Spielwaren Schössler
aus der Serie Schaufenster
C-Print (100 x 125 cm)
2016
Vollkommen zerstört wankt man morgens um 3 Uhr an beleuchteten Schaufenstern vorbei und entdeckt das Geschenk, das man wieder einmal vergessen hatte. Closed. Smartphone - Amazon -am nächsten Morgen klingelt der Paketbote. Prime. Spricht hier die Nostalgie eines überholten Gesellschaftmodells, einer dekonstruierten Vergangenheit, auf die Christian Rothe in seinen Photographien verweist? Der Blick ist befreit in den Großformaten, alles ist im Fokus und zeigt sich beiläufig. Nichts, was man nicht kennen würde. Das Schaufenster lockt zum Einkauf eines nicht erfüllbaren Bedürfnisses. Als Spuren des alltäglichen Stadtgeschehens zeugen seine Fotografien von einer Verbindung aus Realität und Vergangenheit - mit dem Auslösen des Fotoapparats ist die Anwesenheit schon wieder Vergangenes und steht in Form der Fotografie nur noch als Spur für etwas Vergangenes Anwesendes, eines im Entschwinden begriffenen Augenblicks.

══════

## AUFGABENLISTE
• a. Beantworte anhand des Textauszugs zur Serie Schaufenster die folgenden Fragen:
(i) Welche Maße hat der C-Print?
(ii) Um wie viel Uhr wankt man an den beleuchteten Schaufenstern vorbei?
(iii) Wozu lockt das Schaufenster laut Text?
• b. Führe den Textauszug zur Serie Schaufenster nach seinem letzten Satz weiter.

## DATENSATZ

══════

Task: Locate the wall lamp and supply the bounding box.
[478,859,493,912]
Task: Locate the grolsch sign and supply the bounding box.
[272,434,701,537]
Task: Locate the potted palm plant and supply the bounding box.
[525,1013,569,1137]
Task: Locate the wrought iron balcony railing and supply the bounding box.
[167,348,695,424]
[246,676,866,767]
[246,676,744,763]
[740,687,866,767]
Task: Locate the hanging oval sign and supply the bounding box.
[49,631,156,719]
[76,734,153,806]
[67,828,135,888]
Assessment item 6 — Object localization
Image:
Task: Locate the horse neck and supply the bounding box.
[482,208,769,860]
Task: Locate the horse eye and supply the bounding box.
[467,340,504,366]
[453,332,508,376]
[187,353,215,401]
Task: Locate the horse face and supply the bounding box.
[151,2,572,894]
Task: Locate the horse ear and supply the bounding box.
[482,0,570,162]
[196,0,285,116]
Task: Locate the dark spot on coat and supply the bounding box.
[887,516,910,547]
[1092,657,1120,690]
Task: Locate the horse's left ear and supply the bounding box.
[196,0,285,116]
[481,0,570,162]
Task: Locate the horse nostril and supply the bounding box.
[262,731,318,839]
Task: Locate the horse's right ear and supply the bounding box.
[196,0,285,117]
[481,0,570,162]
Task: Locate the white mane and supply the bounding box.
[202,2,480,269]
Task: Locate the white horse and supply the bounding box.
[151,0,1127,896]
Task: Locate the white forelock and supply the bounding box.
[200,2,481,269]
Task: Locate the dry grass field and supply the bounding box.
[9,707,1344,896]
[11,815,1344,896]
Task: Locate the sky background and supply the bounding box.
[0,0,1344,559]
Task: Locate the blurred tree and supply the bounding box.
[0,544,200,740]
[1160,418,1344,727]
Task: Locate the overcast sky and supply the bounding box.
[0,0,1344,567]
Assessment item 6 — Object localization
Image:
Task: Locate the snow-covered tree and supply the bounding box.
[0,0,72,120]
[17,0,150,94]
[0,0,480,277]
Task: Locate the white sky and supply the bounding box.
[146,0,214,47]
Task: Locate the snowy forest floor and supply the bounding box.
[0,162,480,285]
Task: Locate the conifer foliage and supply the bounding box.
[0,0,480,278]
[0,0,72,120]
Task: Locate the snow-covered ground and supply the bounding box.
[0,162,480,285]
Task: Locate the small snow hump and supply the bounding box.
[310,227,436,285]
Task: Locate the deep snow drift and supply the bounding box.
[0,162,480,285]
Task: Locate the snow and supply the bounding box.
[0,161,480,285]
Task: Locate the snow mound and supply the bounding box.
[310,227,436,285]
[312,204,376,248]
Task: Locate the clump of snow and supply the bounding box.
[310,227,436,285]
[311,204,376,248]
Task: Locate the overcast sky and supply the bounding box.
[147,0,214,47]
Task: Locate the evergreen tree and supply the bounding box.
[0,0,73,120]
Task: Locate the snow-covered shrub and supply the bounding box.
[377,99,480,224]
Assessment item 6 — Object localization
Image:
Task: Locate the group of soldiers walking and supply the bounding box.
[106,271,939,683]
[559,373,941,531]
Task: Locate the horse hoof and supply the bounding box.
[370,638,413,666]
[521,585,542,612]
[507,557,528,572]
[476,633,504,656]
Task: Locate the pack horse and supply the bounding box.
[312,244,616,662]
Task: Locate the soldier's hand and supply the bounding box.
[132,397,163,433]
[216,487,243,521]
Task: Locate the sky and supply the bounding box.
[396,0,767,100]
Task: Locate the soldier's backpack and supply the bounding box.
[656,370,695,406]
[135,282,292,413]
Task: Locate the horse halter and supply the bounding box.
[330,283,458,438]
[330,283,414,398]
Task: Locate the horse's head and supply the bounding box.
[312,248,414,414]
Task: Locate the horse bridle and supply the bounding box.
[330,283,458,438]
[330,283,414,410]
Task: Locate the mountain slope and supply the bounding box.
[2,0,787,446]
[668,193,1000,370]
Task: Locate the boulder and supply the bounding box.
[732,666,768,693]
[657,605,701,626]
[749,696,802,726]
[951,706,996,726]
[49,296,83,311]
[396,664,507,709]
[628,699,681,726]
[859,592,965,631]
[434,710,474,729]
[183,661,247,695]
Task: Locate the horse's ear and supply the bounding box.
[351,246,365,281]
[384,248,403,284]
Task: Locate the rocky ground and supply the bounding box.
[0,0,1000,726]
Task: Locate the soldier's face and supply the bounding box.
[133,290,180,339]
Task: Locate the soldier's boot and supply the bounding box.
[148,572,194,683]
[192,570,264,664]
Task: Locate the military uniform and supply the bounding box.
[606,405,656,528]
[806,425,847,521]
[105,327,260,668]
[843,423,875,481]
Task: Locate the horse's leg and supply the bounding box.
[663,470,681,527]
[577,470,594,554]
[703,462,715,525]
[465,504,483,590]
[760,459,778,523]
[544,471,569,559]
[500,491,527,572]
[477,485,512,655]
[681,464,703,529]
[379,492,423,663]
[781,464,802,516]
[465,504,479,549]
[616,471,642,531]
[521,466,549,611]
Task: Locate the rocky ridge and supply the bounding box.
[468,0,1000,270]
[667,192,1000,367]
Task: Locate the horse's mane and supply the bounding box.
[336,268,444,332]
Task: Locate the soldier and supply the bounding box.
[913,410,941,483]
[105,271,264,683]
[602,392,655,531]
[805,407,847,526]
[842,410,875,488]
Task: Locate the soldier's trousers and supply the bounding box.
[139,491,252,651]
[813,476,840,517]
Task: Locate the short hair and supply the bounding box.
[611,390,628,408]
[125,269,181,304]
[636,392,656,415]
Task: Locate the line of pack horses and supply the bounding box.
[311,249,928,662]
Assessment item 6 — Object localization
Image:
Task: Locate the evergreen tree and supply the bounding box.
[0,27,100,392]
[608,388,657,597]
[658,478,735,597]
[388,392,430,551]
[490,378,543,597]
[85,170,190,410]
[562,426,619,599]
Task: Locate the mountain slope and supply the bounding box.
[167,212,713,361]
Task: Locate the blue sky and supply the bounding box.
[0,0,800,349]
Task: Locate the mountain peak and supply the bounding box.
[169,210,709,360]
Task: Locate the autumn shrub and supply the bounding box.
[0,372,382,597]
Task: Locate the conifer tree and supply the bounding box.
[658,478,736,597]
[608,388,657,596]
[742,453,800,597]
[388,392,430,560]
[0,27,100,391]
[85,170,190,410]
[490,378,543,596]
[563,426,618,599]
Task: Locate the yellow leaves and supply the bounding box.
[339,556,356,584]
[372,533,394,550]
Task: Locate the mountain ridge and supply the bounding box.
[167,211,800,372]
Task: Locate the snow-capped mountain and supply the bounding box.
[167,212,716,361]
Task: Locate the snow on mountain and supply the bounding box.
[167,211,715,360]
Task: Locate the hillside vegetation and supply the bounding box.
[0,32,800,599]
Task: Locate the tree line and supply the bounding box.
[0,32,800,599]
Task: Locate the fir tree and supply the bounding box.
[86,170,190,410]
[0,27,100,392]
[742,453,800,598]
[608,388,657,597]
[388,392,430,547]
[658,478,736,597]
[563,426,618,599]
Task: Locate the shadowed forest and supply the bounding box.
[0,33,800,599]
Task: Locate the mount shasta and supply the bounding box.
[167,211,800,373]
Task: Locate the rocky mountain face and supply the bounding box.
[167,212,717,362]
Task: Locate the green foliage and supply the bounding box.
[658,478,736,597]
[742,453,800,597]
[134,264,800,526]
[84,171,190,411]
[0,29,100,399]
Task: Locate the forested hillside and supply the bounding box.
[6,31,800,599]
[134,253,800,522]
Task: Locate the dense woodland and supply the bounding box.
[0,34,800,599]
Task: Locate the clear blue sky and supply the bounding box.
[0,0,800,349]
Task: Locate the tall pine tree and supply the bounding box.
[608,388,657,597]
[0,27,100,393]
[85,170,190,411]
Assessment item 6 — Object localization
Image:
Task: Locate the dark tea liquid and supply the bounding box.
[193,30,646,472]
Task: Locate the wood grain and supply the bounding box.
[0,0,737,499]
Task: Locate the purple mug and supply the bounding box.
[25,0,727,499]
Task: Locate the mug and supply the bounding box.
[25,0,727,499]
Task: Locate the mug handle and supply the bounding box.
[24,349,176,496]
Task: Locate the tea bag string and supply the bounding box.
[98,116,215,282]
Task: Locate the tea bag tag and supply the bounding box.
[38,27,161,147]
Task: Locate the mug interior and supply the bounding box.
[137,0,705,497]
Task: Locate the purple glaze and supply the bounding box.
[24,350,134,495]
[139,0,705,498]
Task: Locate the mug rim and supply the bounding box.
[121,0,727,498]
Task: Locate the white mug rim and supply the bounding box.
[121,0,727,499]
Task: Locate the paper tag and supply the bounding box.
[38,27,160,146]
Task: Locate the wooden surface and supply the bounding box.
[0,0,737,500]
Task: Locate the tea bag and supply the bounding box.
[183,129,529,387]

══════

## LÖSUNGEN
• a.
(i) 100 x 125 cm
(ii) Um 3 Uhr morgens
(iii) Zum Einkauf eines nicht erfüllbaren Bedürfnisses

• b.
Indem Rothe die Schaufenster im Dunkeln fotografiert und somit jeden natürlichen Lichteinfall und Spiegelung der Außenwelt auslöscht, werden sie ihrer alltäglichen Situation beraubt - das Schaufenster wird zum Bild. Dadurch erscheinen die realen Orte unwirklich und künstlich. So sind sie verfremdet von ihrem Umfeld, sind bezugslos geworden und präsentieren sich dem Betrachter nur noch als Stadtfragmente, die er nicht mehr verorten kann. Er sieht sich nur mit dem Inhalt des Schaufensters konfrontiert, den er gleichsam wie Insekten unter Glas ohne Ablenkung betrachten kann.
Das Horror vacui Schaufenster der Gegenwart verbleibt in Rothes Fotografien nur mehr als Relikt moderner Konsumkultur des 20. Jahrhunderts und wird zum Ausdruck eines veränderten gegenwärtigen Konsumverhaltens: Smartphone - Amazon -Prime.